[PROBLEM]: Reproduce the material verbatim from its first line through the line containing "M262 209L263 207L256", including both of those lines.
▽
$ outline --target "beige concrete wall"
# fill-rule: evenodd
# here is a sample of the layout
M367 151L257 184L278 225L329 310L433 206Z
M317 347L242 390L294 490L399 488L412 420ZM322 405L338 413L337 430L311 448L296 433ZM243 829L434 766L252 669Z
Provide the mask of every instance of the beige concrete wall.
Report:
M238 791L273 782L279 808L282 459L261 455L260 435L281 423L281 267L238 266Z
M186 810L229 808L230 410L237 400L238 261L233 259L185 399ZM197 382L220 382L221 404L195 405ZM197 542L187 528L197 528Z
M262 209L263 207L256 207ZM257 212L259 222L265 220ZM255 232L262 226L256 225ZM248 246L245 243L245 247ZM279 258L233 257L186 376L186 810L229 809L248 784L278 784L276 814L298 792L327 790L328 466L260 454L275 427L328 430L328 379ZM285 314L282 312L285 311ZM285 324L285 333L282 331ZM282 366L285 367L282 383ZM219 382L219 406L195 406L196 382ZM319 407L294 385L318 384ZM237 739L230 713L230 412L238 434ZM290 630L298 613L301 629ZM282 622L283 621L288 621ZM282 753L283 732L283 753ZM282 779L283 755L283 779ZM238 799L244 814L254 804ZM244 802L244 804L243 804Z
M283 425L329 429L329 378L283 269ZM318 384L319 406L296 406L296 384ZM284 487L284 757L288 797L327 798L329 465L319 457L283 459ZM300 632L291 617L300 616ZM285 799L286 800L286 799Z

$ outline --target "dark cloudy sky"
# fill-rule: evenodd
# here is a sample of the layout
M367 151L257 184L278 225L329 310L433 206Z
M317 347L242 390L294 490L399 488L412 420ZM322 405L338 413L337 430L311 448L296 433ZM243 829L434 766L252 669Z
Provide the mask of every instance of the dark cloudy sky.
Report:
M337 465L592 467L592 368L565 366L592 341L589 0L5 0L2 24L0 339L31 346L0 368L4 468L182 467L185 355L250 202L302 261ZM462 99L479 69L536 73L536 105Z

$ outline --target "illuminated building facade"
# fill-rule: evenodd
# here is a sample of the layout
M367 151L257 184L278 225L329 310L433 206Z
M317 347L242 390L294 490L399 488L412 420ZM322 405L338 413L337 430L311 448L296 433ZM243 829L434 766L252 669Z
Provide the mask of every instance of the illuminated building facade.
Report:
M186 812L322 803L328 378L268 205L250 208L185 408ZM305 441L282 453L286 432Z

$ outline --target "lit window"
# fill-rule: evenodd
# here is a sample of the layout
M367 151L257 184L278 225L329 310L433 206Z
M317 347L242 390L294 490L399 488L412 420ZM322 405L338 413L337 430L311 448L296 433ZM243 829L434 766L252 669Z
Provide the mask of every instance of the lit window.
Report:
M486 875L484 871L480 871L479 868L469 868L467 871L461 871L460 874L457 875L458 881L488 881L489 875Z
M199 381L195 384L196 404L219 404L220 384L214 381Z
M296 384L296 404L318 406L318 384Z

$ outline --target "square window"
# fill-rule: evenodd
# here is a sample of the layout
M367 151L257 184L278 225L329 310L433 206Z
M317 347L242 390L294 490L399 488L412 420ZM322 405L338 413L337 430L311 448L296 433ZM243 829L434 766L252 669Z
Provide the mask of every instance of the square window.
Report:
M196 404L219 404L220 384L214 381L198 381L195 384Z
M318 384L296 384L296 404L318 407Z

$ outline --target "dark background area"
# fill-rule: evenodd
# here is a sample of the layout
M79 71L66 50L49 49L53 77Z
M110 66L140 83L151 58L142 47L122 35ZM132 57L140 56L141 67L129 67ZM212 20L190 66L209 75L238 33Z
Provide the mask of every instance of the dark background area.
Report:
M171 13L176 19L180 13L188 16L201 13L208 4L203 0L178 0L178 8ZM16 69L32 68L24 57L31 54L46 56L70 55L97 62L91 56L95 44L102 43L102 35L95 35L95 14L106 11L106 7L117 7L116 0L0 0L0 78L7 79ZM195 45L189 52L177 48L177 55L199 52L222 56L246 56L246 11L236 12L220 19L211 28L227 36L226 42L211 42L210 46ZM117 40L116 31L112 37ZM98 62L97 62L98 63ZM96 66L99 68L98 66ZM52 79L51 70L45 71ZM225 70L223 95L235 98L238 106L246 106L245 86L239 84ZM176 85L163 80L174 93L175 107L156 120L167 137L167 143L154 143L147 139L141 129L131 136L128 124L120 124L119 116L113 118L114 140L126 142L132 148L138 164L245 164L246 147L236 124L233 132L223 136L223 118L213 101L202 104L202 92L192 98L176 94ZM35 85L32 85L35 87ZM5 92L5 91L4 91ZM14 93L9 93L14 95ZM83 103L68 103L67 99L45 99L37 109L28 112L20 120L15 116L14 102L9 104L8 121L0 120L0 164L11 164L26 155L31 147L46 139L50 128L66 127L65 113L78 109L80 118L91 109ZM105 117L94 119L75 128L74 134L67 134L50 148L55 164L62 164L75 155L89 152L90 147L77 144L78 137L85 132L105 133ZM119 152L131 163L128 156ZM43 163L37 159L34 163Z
△
[EXERCISE OUTPUT]:
$ outline --target "beige concrete wall"
# fill-rule: evenodd
# here is a sample of the layout
M367 151L257 184L278 225L329 310L433 206Z
M317 347L242 390L294 490L399 488L412 420ZM322 405L338 413L337 430L311 448L296 433ZM243 829L434 766L252 669Z
Provide the mask of every instance of the beige concrete wall.
Report:
M238 791L273 782L279 808L282 459L261 455L260 435L281 423L281 267L238 266Z
M186 810L229 808L230 410L237 400L238 261L233 259L185 399ZM197 382L220 382L221 404L195 405ZM197 542L187 528L197 528Z
M262 209L263 207L256 207ZM257 212L259 222L265 220ZM255 232L262 226L256 225ZM248 246L245 243L245 247ZM279 258L233 257L186 376L186 810L229 809L248 784L278 784L276 814L298 792L327 790L328 466L260 454L275 427L328 430L328 379ZM285 314L282 312L285 311ZM285 324L285 333L282 331ZM282 366L285 367L282 383ZM219 382L219 406L195 406L196 382ZM319 407L294 385L318 384ZM237 739L230 713L230 412L238 434ZM290 630L298 613L301 629ZM282 622L283 621L288 621ZM282 753L283 732L283 753ZM282 779L283 755L283 779ZM238 799L244 814L254 804ZM244 802L244 804L243 804Z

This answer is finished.